Tasks to complete -
1: In the article on the BART labor talks, how much do BART's blue-collar union workers pay each month for medical insurance?
2: In the article on the BART labor talks, turn the paragraph beginning "The latest available offers" into a short list that keeps its main facts.
3: In the article on the BART labor talks, give again the part that opens with the words "Before Brown stepped" and closes with "delay at 10 p.m.", switching "hotel room" to "conference room".

Appointed under an obscure state law that covers public transportation disputes, the chair of the board investigating the BART labor talks is Jacob Applesmith, a senior advisor to Brown and director of the Department of Alcoholic Beverage Control. Also on the panel will be San Francisco Human Resources Director Micki Callahan and the former president of the State Building and Construction Trades Council of California, Robert Balgenorth.
It comes after Brown in July appointed two top state mediators to oversee the talks. They then brokered a 30-day deal to stop the first, 4½-day BART shutdown on July 5, which set up Sunday night's deadline.
Without an agreement, the 200,000 people who ride BART roundtrip each day would have been left looking for another way to get around, while many commuters would see gridlocked freeways and standing-room only buses.
The deal came as both sides had spent the last four months negotiating without significant progress on the key issues that had divided them: increases to pay and pension and health care contributions. Going into the weekend, BART said it was still far apart on all three items, and earlier Sunday evening, union leaders reported no significant progress.
Before Brown stepped in, BART chief negotiator Tom Hock said "we're getting closer" but that talks were moving "slowly." As he walked, about two-dozen union workers shouted at him: "Hock go home!"
Minutes later, Chris Finn, recording secretary for the local Amalgamated Transit Union, said no progress had been made but that union leaders were ready to negotiate all night: "We've got a hotel room and we're ready to meet around the clock if need be," he said.
As the day began, Josie Mooney, lead negotiator for the local Service Employees International Union, walked into negotiations and said: "We have a long way to go but at least the parties are making some exchanges."
After a 14-hour bargaining session on Saturday that ended around 11:30 p.m., the talks resumed on Sunday at 10 a.m. and ended with the announcement of a seven-day delay at 10 p.m.
As the talks dragged on, frustrated commuters had to decide whether to stay up late awaiting word on a strike or go to bed early so they could wake up to beat rush hour.
Jacob Acosta, 26, of Oakland was planning to take the ferry Monday, just like he did during last month's BART strike.
"It'll add about 45 minutes to my commute, but it's a pleasant ride," said Acosta, who lives about a mile from the terminal. "I know people further out in the East Bay, like in Concord and Walnut Creek, have it a lot worse."
Traffic officials with the 511 hotline and Website said the number of overall travelers on Bay Area roads, trains, buses and ferries would have increased 10 percent compared to the last strike, which happened during the light Fourth of July week. Even then, freeways that parallel the BART route -- namely the Bay Bridge, Highway 24 and Interstate 580 -- were gridlocked while seats on buses and ferries were hard to find.
BART union workers have complained that their pay has remained flat in the past four years, since their last contract was signed, and they deserve a raise because BART is enjoying record revenue.
But management counters that BART workers are already among the best-compensated transit workers in the country. Currently, the 2,300 blue-collar union workers at BART make an average of $76,500 in gross pay, do not contribute toward their pension and pay $92 for medical insurance each month.
The latest available offers had BART proposing a four-year deal with 8 percent pay increases and a few percentage point bumps to health and pension contributions. Unions, meanwhile, had offered a three-year deal including more than 20 percent wage increases and small bumps to benefits contributions.
"We're ready to talk, as soon as (Monday) morning, if the other side is ready to go," Radulovich said.

Provided data -

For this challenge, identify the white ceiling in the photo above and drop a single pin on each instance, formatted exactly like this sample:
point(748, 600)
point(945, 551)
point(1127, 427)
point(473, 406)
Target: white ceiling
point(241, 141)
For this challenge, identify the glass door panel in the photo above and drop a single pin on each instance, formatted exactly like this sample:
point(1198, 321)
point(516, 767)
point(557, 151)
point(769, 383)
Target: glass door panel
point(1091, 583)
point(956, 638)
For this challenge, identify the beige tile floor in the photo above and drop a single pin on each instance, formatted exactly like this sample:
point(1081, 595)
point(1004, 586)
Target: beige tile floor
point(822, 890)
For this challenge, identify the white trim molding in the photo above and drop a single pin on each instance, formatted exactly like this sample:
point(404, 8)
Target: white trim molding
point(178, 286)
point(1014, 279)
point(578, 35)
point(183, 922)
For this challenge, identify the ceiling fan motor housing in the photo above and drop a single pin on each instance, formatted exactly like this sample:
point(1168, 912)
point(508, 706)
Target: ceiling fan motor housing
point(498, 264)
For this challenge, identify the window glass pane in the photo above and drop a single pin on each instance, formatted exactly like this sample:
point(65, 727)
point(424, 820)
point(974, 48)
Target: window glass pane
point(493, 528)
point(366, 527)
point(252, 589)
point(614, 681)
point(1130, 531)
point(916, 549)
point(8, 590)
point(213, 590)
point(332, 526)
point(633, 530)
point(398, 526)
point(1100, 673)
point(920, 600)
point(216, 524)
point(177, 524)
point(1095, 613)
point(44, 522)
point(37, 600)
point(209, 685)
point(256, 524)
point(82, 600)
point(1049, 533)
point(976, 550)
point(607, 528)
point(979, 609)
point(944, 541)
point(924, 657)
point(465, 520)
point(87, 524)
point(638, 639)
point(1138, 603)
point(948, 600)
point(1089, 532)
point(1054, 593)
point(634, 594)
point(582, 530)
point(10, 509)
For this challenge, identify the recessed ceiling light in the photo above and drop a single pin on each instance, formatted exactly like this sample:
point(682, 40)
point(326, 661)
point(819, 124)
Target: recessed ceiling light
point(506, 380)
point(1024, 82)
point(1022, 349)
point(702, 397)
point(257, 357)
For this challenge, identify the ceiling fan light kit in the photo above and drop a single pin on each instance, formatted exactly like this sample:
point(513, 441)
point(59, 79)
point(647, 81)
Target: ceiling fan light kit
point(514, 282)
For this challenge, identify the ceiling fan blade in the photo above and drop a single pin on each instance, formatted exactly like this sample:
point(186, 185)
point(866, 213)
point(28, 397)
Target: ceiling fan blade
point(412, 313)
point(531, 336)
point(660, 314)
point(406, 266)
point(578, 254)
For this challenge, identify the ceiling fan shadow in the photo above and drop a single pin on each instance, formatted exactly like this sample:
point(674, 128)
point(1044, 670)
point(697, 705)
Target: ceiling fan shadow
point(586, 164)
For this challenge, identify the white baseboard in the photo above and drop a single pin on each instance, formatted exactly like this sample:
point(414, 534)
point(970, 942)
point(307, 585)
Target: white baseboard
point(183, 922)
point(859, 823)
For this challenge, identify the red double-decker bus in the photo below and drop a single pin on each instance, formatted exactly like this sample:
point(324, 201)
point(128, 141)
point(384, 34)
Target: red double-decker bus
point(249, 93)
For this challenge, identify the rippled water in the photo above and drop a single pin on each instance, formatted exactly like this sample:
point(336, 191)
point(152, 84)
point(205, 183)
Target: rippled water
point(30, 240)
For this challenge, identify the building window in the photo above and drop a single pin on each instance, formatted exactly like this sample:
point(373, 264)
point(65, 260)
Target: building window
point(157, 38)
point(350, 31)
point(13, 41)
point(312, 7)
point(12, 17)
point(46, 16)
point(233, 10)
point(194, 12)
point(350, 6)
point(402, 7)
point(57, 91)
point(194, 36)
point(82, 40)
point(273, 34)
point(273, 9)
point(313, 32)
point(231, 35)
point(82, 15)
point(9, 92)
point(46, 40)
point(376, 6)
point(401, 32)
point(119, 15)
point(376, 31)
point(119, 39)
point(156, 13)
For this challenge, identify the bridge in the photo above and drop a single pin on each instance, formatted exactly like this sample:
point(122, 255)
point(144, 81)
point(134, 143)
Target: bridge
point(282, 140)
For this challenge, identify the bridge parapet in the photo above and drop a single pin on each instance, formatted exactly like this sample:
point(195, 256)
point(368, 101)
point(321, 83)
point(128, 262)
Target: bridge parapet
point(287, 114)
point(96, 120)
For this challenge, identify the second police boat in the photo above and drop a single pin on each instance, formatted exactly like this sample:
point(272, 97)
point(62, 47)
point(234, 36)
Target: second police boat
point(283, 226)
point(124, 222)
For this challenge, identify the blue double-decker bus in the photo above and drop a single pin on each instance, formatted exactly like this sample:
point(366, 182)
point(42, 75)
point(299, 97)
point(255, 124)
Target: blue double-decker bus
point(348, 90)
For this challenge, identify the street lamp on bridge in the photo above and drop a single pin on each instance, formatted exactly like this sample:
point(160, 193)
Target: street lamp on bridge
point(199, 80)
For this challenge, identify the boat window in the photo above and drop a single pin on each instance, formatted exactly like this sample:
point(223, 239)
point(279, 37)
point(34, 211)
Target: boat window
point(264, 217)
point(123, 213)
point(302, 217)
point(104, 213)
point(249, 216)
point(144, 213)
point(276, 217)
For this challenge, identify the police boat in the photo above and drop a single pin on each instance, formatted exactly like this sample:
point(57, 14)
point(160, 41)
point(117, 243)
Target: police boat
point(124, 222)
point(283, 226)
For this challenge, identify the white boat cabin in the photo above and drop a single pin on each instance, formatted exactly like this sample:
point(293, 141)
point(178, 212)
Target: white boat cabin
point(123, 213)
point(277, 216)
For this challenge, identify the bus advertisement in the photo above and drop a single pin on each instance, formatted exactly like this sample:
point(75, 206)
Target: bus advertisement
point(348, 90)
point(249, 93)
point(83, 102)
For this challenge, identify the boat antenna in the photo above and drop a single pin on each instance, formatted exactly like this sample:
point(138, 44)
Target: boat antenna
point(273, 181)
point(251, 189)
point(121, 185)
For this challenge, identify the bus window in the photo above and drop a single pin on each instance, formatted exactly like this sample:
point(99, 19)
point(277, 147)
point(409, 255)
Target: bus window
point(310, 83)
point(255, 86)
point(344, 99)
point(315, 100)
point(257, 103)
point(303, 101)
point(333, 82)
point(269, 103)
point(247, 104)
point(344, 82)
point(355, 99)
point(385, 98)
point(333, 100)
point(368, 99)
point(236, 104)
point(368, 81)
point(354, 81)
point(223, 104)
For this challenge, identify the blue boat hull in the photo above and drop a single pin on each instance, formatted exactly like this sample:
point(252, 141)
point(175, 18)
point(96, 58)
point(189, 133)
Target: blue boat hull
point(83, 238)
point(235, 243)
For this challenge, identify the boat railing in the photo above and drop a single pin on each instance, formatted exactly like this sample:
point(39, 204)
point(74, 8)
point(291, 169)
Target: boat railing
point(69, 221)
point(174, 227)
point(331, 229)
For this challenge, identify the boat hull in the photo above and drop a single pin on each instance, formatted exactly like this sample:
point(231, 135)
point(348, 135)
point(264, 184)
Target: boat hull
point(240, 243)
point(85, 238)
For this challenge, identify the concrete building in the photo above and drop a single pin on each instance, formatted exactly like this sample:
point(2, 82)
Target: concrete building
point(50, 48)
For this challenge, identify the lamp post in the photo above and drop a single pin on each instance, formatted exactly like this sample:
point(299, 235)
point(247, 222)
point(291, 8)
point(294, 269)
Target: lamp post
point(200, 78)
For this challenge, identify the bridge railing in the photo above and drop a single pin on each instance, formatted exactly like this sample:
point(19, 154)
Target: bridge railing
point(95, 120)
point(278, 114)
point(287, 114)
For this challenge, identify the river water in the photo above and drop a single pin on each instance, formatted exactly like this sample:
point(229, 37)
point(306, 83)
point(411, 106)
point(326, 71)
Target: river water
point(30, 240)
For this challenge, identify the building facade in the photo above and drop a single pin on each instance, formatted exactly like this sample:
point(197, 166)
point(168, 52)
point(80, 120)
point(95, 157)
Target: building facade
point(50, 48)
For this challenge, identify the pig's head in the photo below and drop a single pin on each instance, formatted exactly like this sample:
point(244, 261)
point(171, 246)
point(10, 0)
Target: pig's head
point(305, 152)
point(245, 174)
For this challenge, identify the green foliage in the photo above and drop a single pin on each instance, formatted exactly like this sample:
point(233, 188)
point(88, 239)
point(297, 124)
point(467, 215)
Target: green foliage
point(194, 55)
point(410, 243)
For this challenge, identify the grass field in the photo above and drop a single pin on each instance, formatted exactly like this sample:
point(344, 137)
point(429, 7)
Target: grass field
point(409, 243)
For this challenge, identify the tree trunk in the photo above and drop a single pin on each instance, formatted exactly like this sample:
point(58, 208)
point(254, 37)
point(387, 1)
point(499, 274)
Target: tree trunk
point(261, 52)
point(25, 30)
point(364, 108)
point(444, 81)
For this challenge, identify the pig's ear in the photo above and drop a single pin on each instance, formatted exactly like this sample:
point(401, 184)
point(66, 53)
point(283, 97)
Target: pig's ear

Solved problems -
1: They pay $92 a month for medical insurance.

2:
- BART's offer: a four-year deal with 8 percent pay increases and a few percentage point bumps to health and pension contributions.
- Unions' offer: a three-year deal with more than 20 percent wage increases and small bumps to benefits contributions.

3:
Before Brown stepped in, BART chief negotiator Tom Hock said "we're getting closer" but that talks were moving "slowly." As he walked, about two-dozen union workers shouted at him: "Hock go home!"
Minutes later, Chris Finn, recording secretary for the local Amalgamated Transit Union, said no progress had been made but that union leaders were ready to negotiate all night: "We've got a conference room and we're ready to meet around the clock if need be," he said.
As the day began, Josie Mooney, lead negotiator for the local Service Employees International Union, walked into negotiations and said: "We have a long way to go but at least the parties are making some exchanges."
After a 14-hour bargaining session on Saturday that ended around 11:30 p.m., the talks resumed on Sunday at 10 a.m. and ended with the announcement of a seven-day delay at 10 p.m.